**The input:**
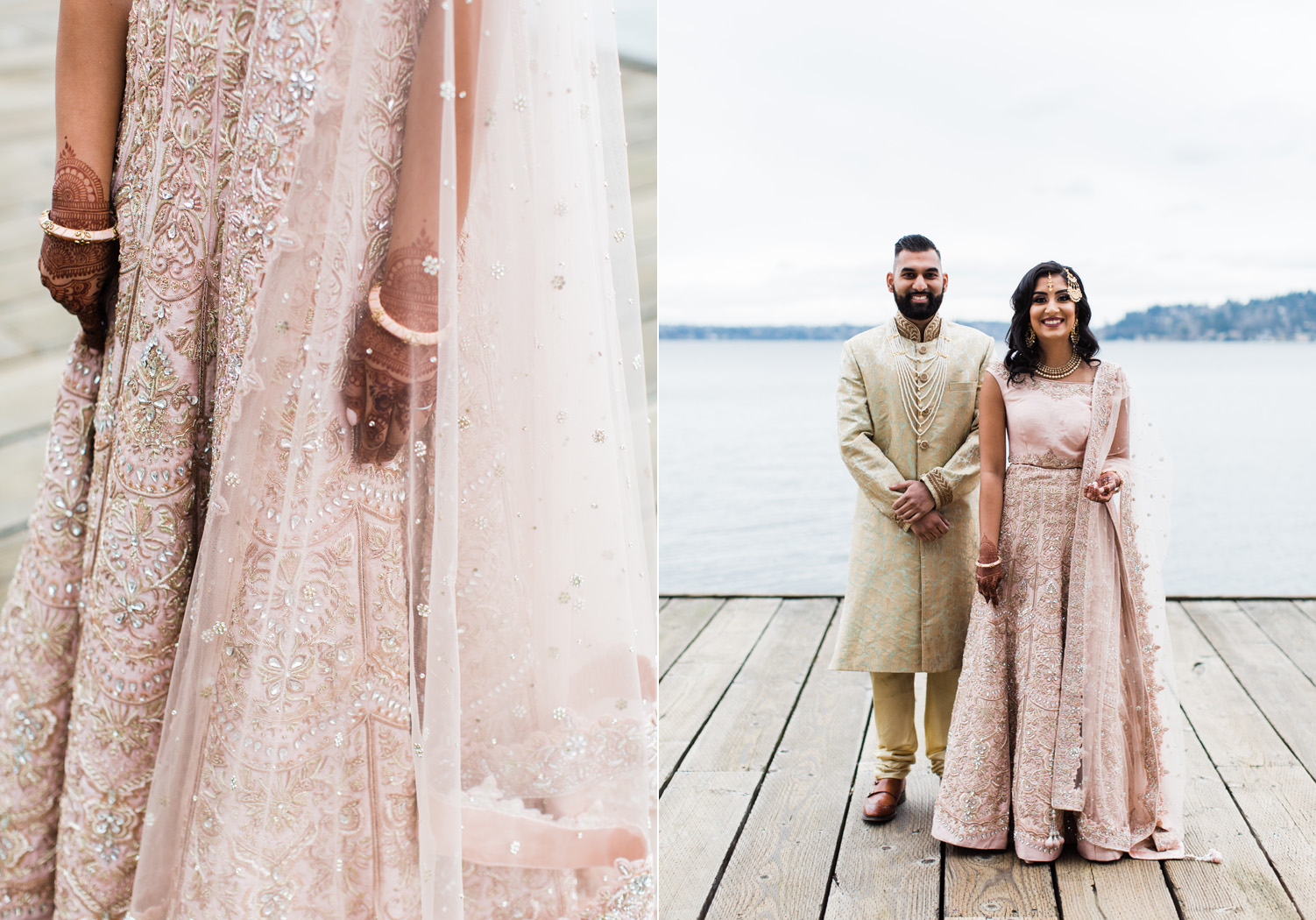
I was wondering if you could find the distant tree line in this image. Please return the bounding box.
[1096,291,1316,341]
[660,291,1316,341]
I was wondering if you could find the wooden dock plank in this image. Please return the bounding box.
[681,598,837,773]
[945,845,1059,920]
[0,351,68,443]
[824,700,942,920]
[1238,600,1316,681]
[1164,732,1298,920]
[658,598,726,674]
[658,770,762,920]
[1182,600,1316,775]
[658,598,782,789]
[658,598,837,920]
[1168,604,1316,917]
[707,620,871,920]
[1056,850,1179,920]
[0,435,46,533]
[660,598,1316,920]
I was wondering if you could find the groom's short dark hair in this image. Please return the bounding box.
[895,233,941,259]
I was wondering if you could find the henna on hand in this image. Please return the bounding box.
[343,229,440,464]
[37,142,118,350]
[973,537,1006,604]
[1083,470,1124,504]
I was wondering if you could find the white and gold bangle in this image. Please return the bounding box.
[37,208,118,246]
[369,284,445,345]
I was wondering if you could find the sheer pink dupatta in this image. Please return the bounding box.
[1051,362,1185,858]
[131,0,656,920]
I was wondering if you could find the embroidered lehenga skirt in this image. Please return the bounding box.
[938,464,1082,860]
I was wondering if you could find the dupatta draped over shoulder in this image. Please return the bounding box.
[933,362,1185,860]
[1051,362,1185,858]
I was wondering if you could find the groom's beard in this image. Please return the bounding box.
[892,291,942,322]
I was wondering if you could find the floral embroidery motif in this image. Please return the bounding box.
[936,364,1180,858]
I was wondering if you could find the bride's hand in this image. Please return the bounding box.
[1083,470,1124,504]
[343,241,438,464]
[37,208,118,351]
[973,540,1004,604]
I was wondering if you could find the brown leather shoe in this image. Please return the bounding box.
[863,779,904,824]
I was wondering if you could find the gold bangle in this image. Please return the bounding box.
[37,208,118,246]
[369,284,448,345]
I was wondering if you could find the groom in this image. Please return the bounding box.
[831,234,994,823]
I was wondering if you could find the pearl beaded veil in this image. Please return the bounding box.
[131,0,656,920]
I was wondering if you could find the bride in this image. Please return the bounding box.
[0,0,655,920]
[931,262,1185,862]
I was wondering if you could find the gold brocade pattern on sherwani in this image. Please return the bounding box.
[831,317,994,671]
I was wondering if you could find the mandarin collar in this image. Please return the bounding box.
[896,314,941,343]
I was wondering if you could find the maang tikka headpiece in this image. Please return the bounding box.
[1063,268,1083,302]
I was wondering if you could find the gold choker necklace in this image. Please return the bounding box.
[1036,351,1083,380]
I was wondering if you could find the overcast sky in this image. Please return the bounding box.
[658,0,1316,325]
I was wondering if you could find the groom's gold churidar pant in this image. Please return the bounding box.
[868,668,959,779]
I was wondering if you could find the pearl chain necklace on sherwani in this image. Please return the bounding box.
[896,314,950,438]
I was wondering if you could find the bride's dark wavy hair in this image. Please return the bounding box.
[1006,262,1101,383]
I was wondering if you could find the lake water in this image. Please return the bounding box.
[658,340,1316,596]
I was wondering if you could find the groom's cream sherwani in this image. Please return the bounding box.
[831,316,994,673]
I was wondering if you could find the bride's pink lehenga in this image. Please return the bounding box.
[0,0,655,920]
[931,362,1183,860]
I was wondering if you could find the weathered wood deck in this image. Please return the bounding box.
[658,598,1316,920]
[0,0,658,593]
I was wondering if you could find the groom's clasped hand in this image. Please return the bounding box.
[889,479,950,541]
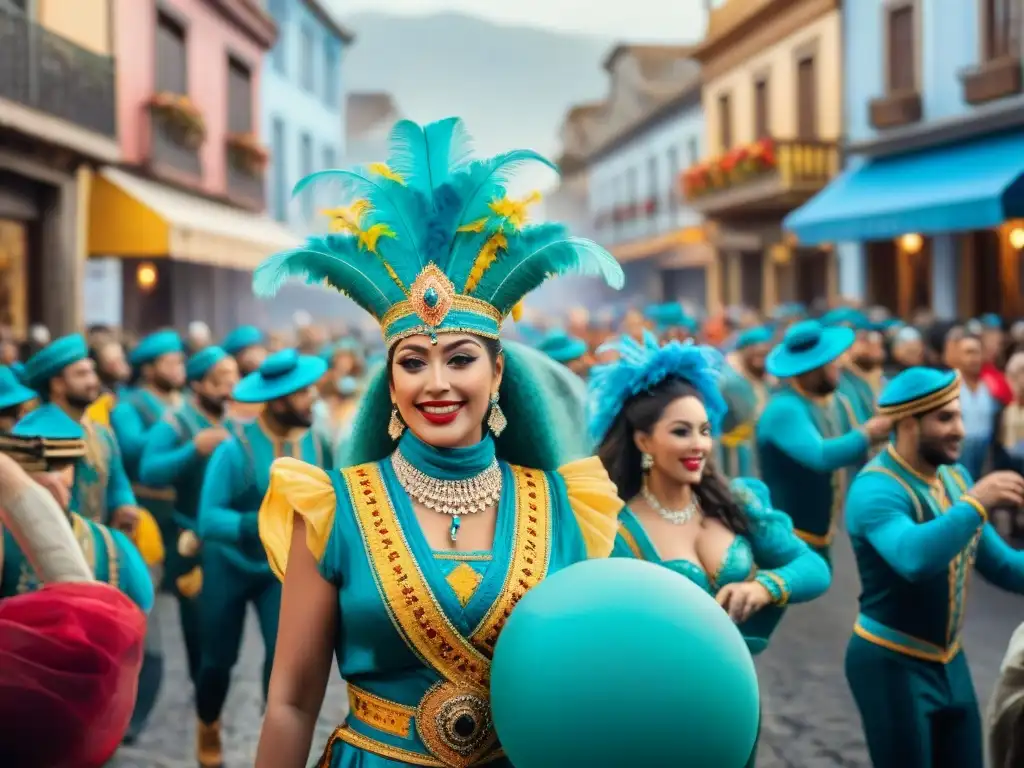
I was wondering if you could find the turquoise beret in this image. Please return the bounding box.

**Exercise details:**
Gather every line of the data above that contains the string "hair" and copy each one in full. Count a match only when the case is the same.

**Exercise answer:**
I was wondering if you could find the groom's short dark hair in this image. Please return the bounding box.
I was wondering if you could find the bride's dark wavy hair in this image. Please return the bounding box.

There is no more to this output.